----- Excerpted passage -----

The electrical trains operate on 750 V DC voltage. Individual carriages, made from stainless steel, have a roof height of 3.7 m and a floor height of 1025 mm. The gap between bogies is 11.5 m, with the total length of the current trains (3 carriages) at 51,800 mm. The trains are assembled by PT INKA, with around half of the components manufactured locally.

===Stations===
The only line of the system serves 13 stations, all elevated. Six stations were initially opened to public in August 2018, with the rest gradually opening in the following months.

| Station name | Opening |
|---|---|
| Bandara SMB II | 1 August 2018 |
| Asrama Haji | 7 September 2018 |
| Puntikayu | 24 September 2018 |
| RSUD | 25 September 2018 |
| Garuda Dempo | 19 October 2018 |
| Demang | 6 October 2018 |
| Bumi Sriwijaya | 1 August 2018 |
| Dishub | 20 September 2018 |
| Cinde | 1 August 2018 |
| Ampera | 1 August 2018 |
| Polresta | 27 September 2018 |
| Jakabaring | 1 August 2018 |
| DJKA | 1 August 2018 |

===Track===
The train uses a 1,067 mm ballastless, elevated track. The signalling for the track uses fixed-block signalling. Stretching 23.4 km between the airport in the northwest and train depot in the southeast, the track is supported by 9 electrical substations and a third rail. After passing Ampera station, the train crosses the Musi River next to the Ampera Bridge.

----- Given data -----

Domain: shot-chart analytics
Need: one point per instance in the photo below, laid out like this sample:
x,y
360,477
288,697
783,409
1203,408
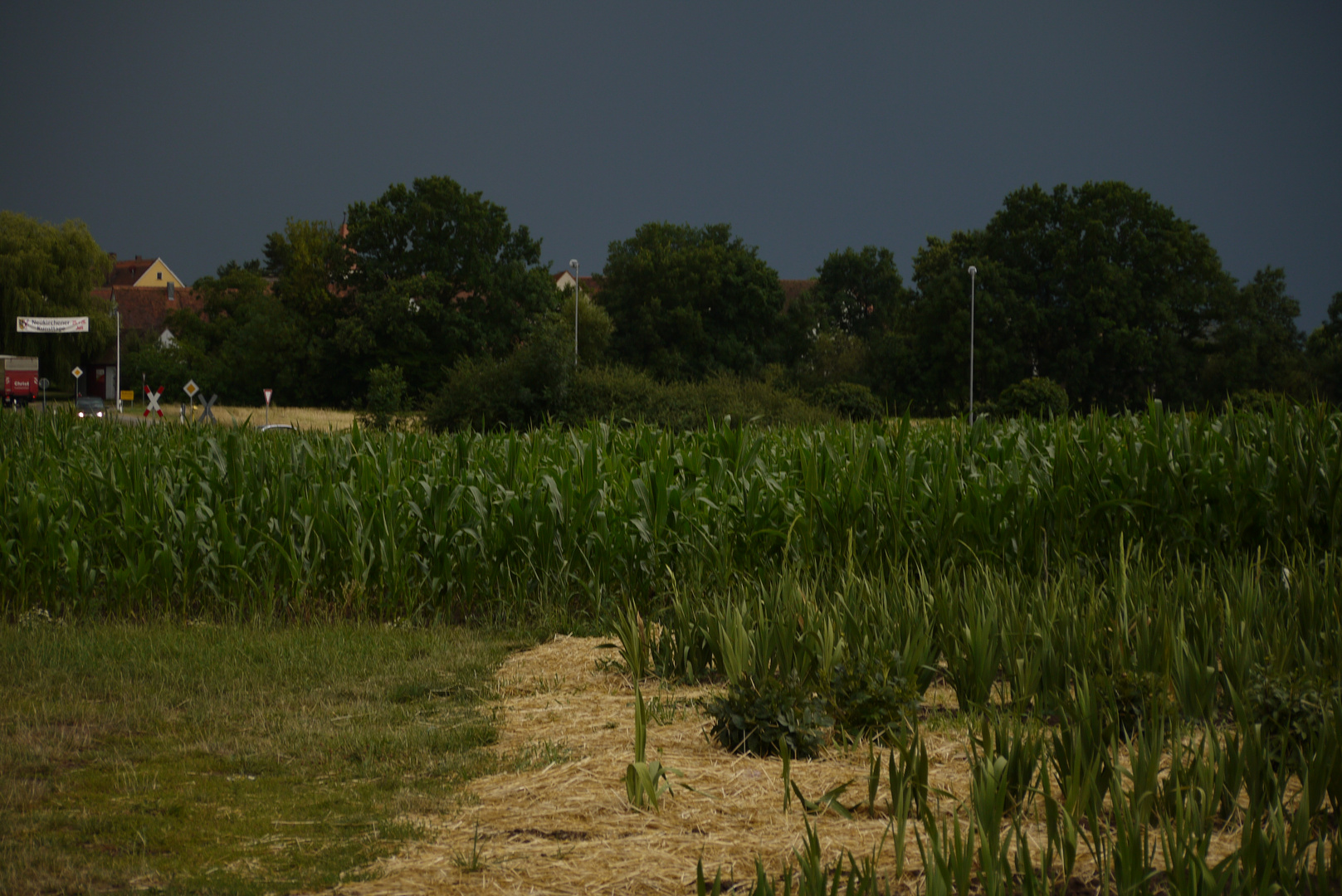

-----

_Exercise_. Reproduce the full passage about the rail line's trains, stations and track, word for word and including the table.

_Answer box_.
The electrical trains operate on 750 V DC voltage. Individual carriages, made from stainless steel, have a roof height of 3.7 m and a floor height of 1025 mm. The gap between bogies is 11.5 m, with the total length of the current trains (3 carriages) at 51,800 mm. The trains are assembled by PT INKA, with around half of the components manufactured locally.

===Stations===
The only line of the system serves 13 stations, all elevated. Six stations were initially opened to public in August 2018, with the rest gradually opening in the following months.

| Station name | Opening |
|---|---|
| Bandara SMB II | 1 August 2018 |
| Asrama Haji | 7 September 2018 |
| Puntikayu | 24 September 2018 |
| RSUD | 25 September 2018 |
| Garuda Dempo | 19 October 2018 |
| Demang | 6 October 2018 |
| Bumi Sriwijaya | 1 August 2018 |
| Dishub | 20 September 2018 |
| Cinde | 1 August 2018 |
| Ampera | 1 August 2018 |
| Polresta | 27 September 2018 |
| Jakabaring | 1 August 2018 |
| DJKA | 1 August 2018 |

===Track===
The train uses a 1,067 mm ballastless, elevated track. The signalling for the track uses fixed-block signalling. Stretching 23.4 km between the airport in the northwest and train depot in the southeast, the track is supported by 9 electrical substations and a third rail. After passing Ampera station, the train crosses the Musi River next to the Ampera Bridge.